(DIRECTIONS)
Please copy out every one of the items below word for word, leaving the pictures out.

(MATERIAL PROVIDED)
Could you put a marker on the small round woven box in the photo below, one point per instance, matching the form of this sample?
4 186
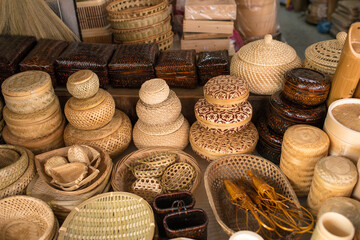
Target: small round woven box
226 90
211 144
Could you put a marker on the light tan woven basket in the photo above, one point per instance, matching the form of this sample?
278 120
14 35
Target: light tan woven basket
91 113
23 217
113 138
127 217
234 168
122 177
19 186
128 9
13 163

(FINAL RESULT)
Could you put a marker on the small round woven box in the photo below, one point per instance, matching the form of this sample?
4 186
Target: small round woven box
226 90
211 144
Could you put a marker on the light tan woven basket in the photo above, one point per instance, matching the form of this sample?
278 120
14 35
Target: light tan woven basket
91 113
23 217
113 138
127 217
234 168
122 177
19 186
128 9
13 163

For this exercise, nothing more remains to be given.